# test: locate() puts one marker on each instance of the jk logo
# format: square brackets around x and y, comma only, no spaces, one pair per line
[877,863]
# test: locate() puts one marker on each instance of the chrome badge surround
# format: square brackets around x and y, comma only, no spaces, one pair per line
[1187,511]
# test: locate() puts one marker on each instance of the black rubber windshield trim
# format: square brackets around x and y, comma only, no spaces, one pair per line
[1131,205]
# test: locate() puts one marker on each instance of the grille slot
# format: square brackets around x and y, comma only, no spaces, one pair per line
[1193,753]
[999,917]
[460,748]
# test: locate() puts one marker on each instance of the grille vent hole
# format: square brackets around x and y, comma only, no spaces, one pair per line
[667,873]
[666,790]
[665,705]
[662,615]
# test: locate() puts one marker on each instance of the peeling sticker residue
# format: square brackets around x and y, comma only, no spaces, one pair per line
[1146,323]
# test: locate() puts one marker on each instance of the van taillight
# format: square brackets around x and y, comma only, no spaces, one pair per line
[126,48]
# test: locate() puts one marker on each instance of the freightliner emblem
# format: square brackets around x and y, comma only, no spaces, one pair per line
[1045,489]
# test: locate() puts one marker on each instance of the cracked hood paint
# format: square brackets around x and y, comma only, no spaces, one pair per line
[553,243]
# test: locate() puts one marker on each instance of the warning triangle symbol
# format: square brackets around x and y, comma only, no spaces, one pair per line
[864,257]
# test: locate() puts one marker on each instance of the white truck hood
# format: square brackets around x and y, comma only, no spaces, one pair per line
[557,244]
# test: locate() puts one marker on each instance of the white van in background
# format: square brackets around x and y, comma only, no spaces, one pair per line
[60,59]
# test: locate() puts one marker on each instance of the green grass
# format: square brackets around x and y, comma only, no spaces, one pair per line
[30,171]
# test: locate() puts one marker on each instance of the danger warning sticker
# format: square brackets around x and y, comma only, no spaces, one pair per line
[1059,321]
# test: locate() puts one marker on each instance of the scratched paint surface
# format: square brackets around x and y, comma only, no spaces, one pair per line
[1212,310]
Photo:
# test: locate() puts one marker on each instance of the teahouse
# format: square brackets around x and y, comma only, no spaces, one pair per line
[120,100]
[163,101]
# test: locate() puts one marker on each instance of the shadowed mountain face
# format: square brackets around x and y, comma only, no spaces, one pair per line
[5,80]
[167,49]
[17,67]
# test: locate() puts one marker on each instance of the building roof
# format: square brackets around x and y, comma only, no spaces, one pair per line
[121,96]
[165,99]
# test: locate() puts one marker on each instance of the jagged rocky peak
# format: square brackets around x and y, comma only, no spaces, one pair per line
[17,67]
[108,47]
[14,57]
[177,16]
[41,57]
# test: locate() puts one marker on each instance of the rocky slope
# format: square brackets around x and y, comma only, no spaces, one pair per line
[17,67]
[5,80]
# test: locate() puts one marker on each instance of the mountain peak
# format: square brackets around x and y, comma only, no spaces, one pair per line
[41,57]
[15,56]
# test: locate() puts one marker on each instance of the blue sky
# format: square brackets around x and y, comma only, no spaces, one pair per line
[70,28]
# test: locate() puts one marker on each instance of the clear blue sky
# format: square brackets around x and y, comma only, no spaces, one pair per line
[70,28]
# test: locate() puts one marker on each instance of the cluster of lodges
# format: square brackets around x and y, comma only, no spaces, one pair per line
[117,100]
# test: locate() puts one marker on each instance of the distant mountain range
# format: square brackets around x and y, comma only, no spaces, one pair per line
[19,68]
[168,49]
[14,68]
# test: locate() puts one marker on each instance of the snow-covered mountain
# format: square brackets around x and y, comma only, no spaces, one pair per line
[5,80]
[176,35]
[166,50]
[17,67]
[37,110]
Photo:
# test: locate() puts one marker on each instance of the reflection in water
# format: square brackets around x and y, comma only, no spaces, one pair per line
^^^^
_Prompt:_
Repeat the listing exactly, from its first line to its last.

_Expected answer:_
# test: locate() puts one marker on each instance of the jk logo
# format: square brackets around x and y, comma only, no spaces, one pair per line
[877,863]
# test: locate() puts one marker on each instance of the chrome badge surround
# format: square brackets around x and y, comma only, no spaces, one pair per line
[1187,511]
# test: locate() puts one marker on each instance of the black rubber windshield trim
# format: square brackets around x and y, comma only, no spaces, one pair per line
[1131,205]
# test: locate() puts one marker on each instance of the grille slot
# format: square brackets around x and y, comma only, no spaces, one pair per line
[1193,753]
[999,917]
[460,748]
# test: locate() puts one marker on each instance of the grille vent hole
# format: square brackets around x and y, comma only, no spaces, one pair per line
[667,873]
[666,790]
[665,705]
[662,615]
# test: locate() puts one marker on each instance of the peeling sticker residue
# format: square brackets around x and y, comma only, no spaces, one pair per line
[1146,323]
# test: locate() puts one marker on each instance of the van taillight
# format: square brackets around x and y, comma only, no spaces, one pair per line
[126,48]
# test: locate() puts one marker on each instance of the freightliner emblem
# format: square brackets around x and y, comma only, no spaces, one pair per line
[1045,489]
# test: locate() puts one marker on each instance of the cracked hood paint
# format: square brackets around x and y, comma only, no spaces, one pair per line
[553,243]
# test: locate() puts one marker on each instance of the warning triangle symbol
# format: square brackets around x and y, comma only, no spaces, one pair per line
[864,257]
# test: locate() puts one marker on each instance of the white truck hood
# format: square brackets around x and y, comma only, no spaces, one pair per line
[557,244]
# test: locate() puts one marker on each instance of the white van in background
# format: square brackets around x and y, comma only, no spaces, one pair per line
[60,59]
# test: locate() puts one marker on each instance of the green grass
# format: square brackets around x and y, comma only, no spaces, one pair per line
[30,171]
# test: locate() puts one marker on each instance of the danger warning sticker
# format: square brackets around x and y, comma only, no spaces, one pair per line
[1059,321]
# test: locate() puts one marker on each instance of the scratched paint surface
# format: square brackets around x and y, comma only, no spaces, one pair per line
[1212,310]
Photo:
# test: locate() puts one marker on each instance of the teahouse
# format: square brackets around x and y, comma only, no spaces, one pair per line
[120,100]
[163,101]
# test: locate() puts one marker on each instance of the shadowed mountain face
# format: square brackets around x and y, comma only, no spaces, one pair per line
[5,80]
[167,49]
[17,67]
# test: locate() puts one marker on each instance of the building roof
# format: square brackets around x and y, comma only, no spaces, one pair per line
[121,96]
[165,99]
# test: locate() puts one marker on each instance of the jagged rocky peak
# format: square brackets around x and y, comma only, no spaces, one pair per line
[17,67]
[108,47]
[14,57]
[177,16]
[41,57]
# test: locate() puts one marker on each instance of the rocky slope
# format: square brackets around x and y, comma only, no spaces, one pair per line
[17,67]
[5,80]
# test: locate() puts one marker on each instance of the mountain peak
# format: square brackets around x and y, comma only, no spaces, one pair per line
[41,57]
[15,56]
# test: locate() puts one marker on each instance of the blue sky
# format: square brackets around x and y, comma only, no spaces, one pair per line
[70,28]
# test: locate() puts one marker on each instance of the clear blue sky
# format: square brackets around x and y, comma only, no spaces, one pair per line
[70,28]
# test: locate() puts one marker on each instance of the cluster of lodges
# format: square brackets around x and y, comma only, no spaces, one pair per line
[117,100]
# test: locate() puts one marker on each instance of the distant mountain range
# format: square brackets around x and y, comma only, no spaces, one pair per line
[19,68]
[168,49]
[14,68]
# test: locate() puts one marker on each instance of the snow-covered mountain
# format: square brackets around x and y, comma only, no spaces, one pair per line
[5,80]
[176,35]
[166,50]
[17,67]
[37,110]
Photo:
# test: locate() puts one marker on each instance of the reflection in water
# format: square brackets around x and y, comma only, no spaces, one pair per line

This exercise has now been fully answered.